IT'S not often we find we have a royal artist in our midst and Dr Ralph Lillford couldn’t be happier with the acceptance of his drawing into the Royal Library at Windsor.
While he is a long way from using the title “by appointment to Her Royal Highness”, Dr Lillford is hearing a lot of jokes about crown jewels during his more intimate care in the rehabilitation unit at Coffs Harbour Base Hospital.
In his youth, Dr Lillford was a frequent visitor to the Royal Library during his PhD of a forensic examination of the works of satirical artist William Hogarth.
This insight means the former professor of fine art is acutely aware of the exalted company of artists in the royal collection.
“The Royal Library has more Leonardo da Vinci works than Italy,” Dr Lillford said.
A number of works by leading Tudor portrait painter Hans Holbein also feature in the collection.
“It’s a great honour, of course,” Dr Lillford said.
Dr Lillford’s other works are part of collections in the British Museum, Pushkin Museum of Fine Arts and The Hermitage in Russia.
He was the only artist sponsored to enter the ‘Chunnel’, as the tunnel between England and France is widely known, during construction.

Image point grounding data
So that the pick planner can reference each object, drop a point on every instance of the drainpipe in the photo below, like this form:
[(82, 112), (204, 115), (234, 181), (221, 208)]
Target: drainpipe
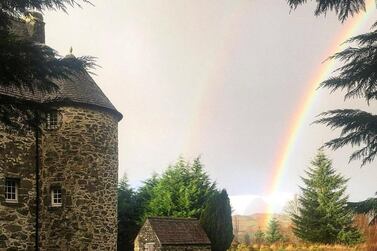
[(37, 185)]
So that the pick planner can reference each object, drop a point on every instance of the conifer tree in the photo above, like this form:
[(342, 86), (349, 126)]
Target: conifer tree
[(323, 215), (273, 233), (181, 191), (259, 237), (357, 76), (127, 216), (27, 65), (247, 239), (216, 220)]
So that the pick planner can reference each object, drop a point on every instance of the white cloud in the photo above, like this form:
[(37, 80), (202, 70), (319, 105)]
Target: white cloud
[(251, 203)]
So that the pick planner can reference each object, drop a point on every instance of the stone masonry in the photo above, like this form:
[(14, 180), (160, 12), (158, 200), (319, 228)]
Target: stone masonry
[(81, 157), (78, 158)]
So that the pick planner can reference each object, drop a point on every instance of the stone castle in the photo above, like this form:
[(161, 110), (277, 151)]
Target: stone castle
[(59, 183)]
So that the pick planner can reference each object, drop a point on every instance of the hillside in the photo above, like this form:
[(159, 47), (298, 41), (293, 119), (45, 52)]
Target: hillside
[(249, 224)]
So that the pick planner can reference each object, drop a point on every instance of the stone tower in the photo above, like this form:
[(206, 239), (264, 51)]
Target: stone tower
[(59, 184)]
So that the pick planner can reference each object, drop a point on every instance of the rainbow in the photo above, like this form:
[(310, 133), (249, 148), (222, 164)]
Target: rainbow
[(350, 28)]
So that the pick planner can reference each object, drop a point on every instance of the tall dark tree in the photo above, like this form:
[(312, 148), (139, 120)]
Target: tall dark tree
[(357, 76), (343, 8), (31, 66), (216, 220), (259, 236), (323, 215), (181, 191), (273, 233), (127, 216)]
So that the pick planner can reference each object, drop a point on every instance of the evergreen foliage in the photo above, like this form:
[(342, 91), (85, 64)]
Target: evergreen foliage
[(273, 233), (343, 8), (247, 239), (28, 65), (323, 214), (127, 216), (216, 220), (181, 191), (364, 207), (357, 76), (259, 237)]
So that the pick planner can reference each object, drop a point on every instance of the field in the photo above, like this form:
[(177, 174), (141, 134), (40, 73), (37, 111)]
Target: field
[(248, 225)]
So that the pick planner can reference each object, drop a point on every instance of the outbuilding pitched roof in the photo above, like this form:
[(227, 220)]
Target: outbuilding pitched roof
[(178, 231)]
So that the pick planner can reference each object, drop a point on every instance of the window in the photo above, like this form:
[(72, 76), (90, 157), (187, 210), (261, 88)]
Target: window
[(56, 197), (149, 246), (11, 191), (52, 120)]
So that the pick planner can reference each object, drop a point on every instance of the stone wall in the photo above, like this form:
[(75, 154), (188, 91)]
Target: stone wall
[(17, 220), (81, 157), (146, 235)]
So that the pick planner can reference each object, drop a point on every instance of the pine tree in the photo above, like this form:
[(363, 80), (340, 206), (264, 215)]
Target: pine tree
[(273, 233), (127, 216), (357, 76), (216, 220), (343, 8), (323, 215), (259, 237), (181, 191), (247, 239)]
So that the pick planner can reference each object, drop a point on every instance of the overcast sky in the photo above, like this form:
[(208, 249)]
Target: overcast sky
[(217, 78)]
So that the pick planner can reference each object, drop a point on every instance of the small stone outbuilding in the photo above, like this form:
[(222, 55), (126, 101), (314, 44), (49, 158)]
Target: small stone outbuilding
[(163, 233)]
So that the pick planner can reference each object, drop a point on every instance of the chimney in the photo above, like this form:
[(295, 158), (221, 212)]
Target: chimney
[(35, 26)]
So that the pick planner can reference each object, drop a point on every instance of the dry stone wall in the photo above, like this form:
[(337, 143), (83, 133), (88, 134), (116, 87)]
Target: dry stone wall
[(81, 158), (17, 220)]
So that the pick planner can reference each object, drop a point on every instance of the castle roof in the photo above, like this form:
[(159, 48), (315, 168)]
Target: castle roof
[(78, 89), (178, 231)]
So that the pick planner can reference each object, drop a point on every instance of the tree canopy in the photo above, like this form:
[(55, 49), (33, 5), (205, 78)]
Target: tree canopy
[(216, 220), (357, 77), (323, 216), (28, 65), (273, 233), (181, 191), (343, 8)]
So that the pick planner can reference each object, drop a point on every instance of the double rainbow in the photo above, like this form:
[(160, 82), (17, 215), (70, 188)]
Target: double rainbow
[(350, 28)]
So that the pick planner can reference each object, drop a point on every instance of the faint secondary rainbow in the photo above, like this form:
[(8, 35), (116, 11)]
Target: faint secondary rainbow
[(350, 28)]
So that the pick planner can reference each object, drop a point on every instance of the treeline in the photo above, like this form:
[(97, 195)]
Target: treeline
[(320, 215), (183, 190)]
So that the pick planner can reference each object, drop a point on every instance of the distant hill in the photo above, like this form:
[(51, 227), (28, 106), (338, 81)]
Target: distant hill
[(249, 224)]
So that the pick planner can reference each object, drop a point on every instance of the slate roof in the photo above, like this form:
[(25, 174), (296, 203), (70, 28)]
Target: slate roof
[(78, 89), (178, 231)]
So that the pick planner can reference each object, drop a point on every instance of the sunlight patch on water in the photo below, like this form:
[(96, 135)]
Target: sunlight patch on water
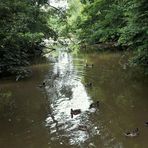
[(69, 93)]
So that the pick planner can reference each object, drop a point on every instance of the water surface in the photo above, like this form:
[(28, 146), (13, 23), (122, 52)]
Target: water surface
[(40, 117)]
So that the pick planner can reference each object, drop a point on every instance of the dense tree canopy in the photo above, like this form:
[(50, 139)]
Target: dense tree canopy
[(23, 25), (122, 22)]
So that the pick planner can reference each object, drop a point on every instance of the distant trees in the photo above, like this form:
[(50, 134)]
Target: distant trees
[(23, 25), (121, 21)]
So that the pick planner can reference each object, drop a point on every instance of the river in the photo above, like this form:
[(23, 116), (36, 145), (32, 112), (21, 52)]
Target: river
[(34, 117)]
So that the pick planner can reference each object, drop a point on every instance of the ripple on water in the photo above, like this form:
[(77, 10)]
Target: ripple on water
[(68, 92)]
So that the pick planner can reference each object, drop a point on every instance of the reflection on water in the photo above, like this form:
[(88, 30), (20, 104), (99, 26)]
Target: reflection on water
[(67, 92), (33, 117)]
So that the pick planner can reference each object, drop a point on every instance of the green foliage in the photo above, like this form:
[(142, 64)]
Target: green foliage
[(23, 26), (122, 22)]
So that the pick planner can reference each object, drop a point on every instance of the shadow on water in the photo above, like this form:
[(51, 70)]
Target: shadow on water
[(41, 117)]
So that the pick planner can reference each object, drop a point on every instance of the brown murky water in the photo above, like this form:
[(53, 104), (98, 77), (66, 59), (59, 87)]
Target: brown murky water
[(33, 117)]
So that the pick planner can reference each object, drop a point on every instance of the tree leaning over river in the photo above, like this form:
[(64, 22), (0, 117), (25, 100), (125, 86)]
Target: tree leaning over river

## What this exercise asks
• a. In the article about Dr Ralph Lillford's drawing, why is he acutely aware of the exalted company of artists in the royal collection?
• b. Repeat the part of the article about Dr Lillford's drawing between "IT'S not often" and "Library at Windsor.", inclusive.
• c. Go on with the article about Dr Lillford's drawing entering the Royal Library, picking up after its last sentence.

## Solved tasks
• a. In his youth he was a frequent visitor to the Royal Library while doing his PhD on a forensic examination of the works of satirical artist William Hogarth. That insight makes the former professor of fine art acutely aware of the artists in the royal collection.

• b.
IT'S not often we find we have a royal artist in our midst and Dr Ralph Lillford couldn’t be happier with the acceptance of his drawing into the Royal Library at Windsor.

• c.
The National Science Museum sponsored his work and the drawing of the Channel Tunnel boring machine is one of a series of 24 works completed at this time.
When he retired after his career teaching infant school children through to tertiary students at Yale and Richmond universities, Dr Lillford looked at a map and found the Southern Hemisphere equivalent latitude location to his favourite place in Spain and applied to migrate to Coffs Harbour.
A week after migrating he had his first of his six strokes, despite being fit enough to swim five miles before leaving England.
He has just experienced five weeks of “wall-to-wall attention” as he recovers from a cerebral hemorrhage in hospital.